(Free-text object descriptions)
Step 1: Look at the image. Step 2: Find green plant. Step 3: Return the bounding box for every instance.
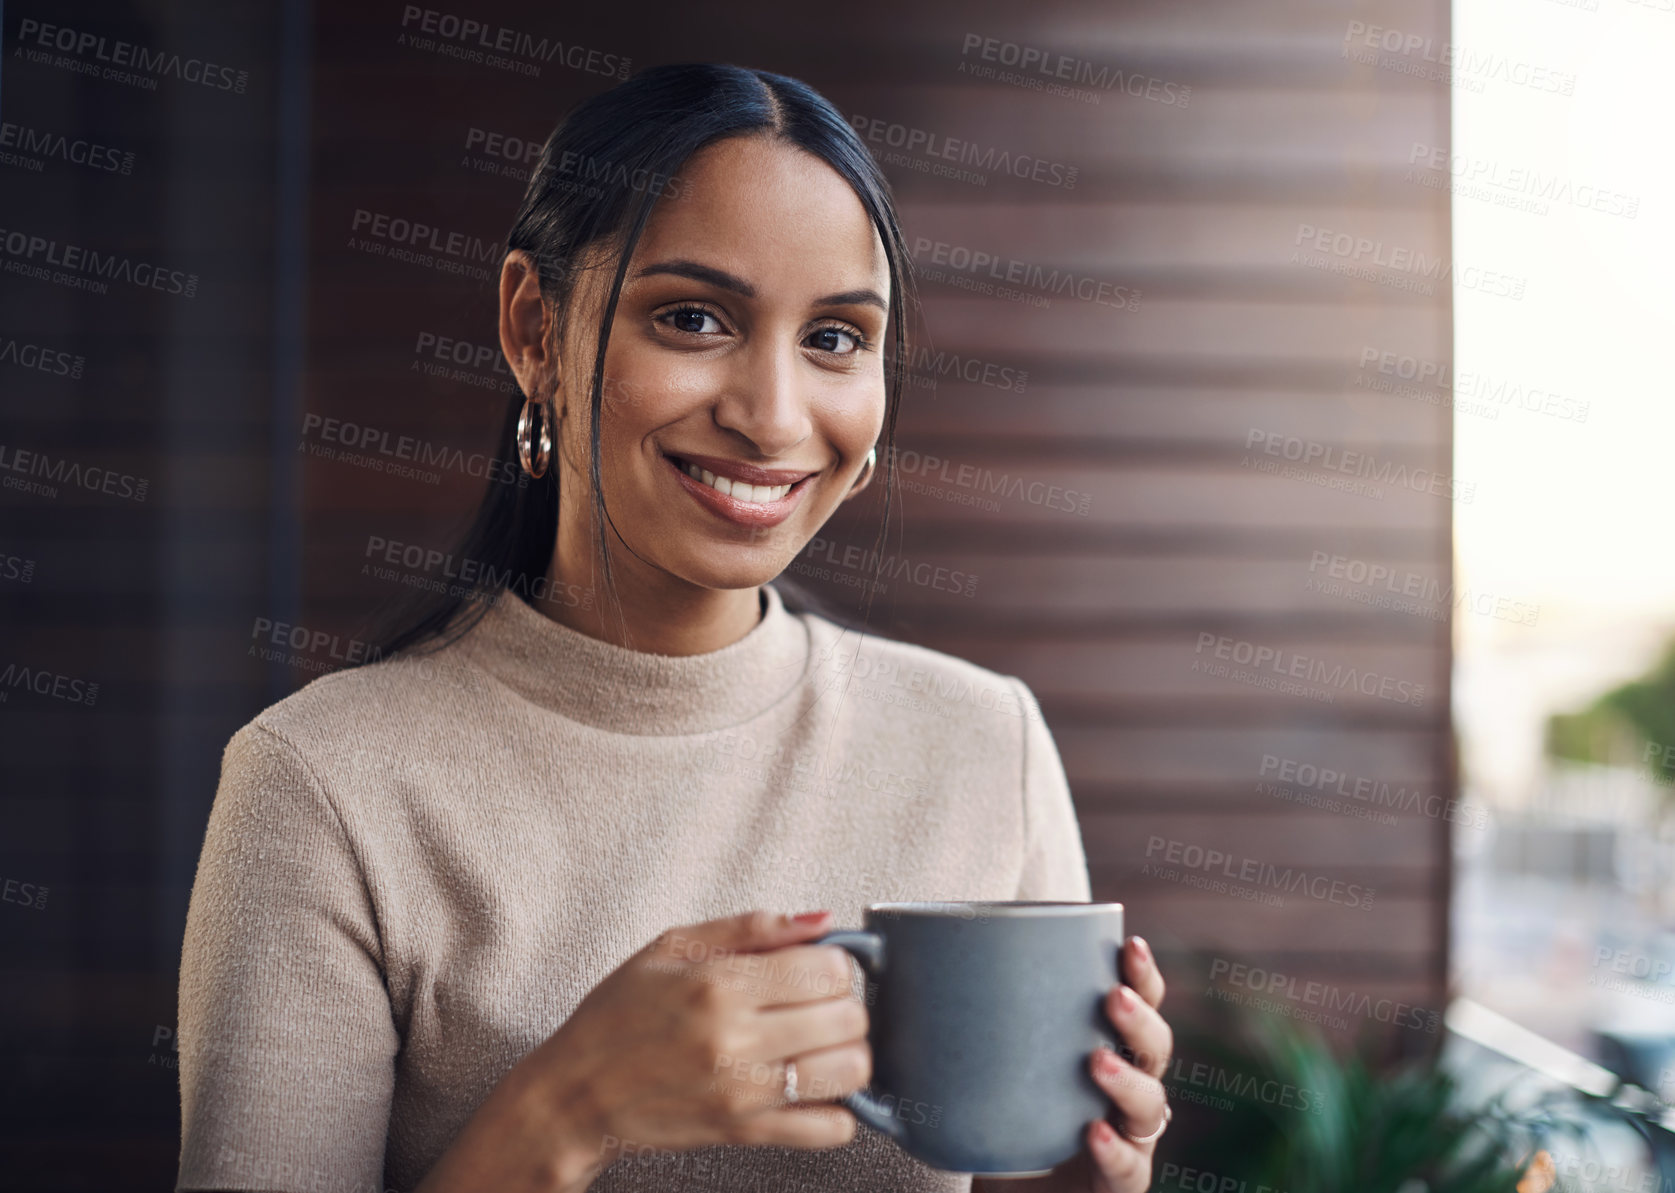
[1170,998,1587,1193]
[1545,635,1675,812]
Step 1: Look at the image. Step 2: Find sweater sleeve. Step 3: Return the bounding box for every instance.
[1009,679,1093,903]
[176,721,398,1193]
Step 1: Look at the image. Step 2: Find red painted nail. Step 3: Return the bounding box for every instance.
[1095,1120,1117,1145]
[792,910,831,924]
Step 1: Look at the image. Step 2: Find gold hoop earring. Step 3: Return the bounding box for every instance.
[851,445,877,492]
[516,394,554,479]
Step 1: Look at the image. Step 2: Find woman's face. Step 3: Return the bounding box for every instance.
[550,134,890,593]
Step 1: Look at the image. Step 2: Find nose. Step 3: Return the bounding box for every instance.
[710,333,812,459]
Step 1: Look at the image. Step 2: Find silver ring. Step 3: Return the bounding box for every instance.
[1119,1102,1170,1144]
[783,1059,799,1104]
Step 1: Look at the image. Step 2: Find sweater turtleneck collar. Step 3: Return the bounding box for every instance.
[456,583,811,736]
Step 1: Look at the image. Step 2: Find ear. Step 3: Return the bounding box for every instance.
[498,249,559,406]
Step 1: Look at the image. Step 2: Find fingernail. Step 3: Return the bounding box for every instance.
[1094,1120,1117,1145]
[791,910,831,924]
[1132,935,1152,963]
[1117,984,1137,1012]
[1096,1046,1123,1074]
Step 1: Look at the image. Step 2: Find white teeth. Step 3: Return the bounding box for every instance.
[682,461,791,504]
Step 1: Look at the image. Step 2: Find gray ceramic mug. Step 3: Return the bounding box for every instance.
[813,899,1125,1176]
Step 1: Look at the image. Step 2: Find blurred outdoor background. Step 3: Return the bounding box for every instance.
[1446,0,1675,1175]
[0,0,1670,1188]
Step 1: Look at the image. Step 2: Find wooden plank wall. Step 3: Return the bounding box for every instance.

**YOUR TASK:**
All of the data must be repeated exactly, except for the pictures.

**OUTPUT:**
Step 1: Look at the image. Step 2: Find green plant. Step 3: Return the bounding box for every instance.
[1170,998,1587,1193]
[1545,635,1675,812]
Step 1: Look at the image. Step 2: Find sweater sleeve. Step 3: Return the bounding box for every instance.
[1009,679,1093,903]
[176,721,398,1193]
Step 1: Look at the image. Step 2: Find red painted nail. Step 3: Return the bounding box for every instance.
[1095,1120,1117,1145]
[792,910,831,924]
Step 1: Look at the image. Step 2: Find gold hoop earring. Step 3: Return the bounding box for every instance.
[851,445,877,492]
[516,394,554,479]
Step 1: Look at the image. Step 2: Find woman's face. Step 3: Return the bounding box for every instance.
[550,134,890,593]
Step 1: Look at the image. Step 2: Find nose. Step 3: Return the bounding box for every instance.
[710,333,812,459]
Step 1: Look at the image. Step 2: Find silver ring. Step 3: Return the bounding box for every instance.
[1119,1102,1170,1144]
[783,1059,799,1104]
Step 1: Look at the image. Step 2: Find sweater turtleneck collar. Step 3: Return the bounding box for every instance.
[456,583,811,736]
Step 1: Look at the image. Step 2: Find ear. Step 3: Return the bounding box for every instance.
[498,249,559,406]
Step 1: Look at the image. Step 2: Find fingernail. Step 3: Return the bounding box for every instance.
[1094,1120,1117,1145]
[791,910,831,924]
[1132,935,1152,963]
[1117,984,1137,1012]
[1096,1046,1123,1074]
Step 1: Look at the image. Step 2: Find white teeth. Step 3: Return the bounding box for every instance.
[682,461,791,504]
Step 1: Look at the image. Step 2: Find gray ceramic mug. Step 3: Return the bounding box for every instance.
[813,899,1125,1176]
Step 1: Look at the image. Step 2: Find blurred outdoor background. Step 3: Return the bounding box for every instance.
[1446,0,1675,1175]
[0,0,1670,1188]
Step 1: Look at the image. Step 2: Find wooden plank wall. Step 3: Return the bounding box for every instance.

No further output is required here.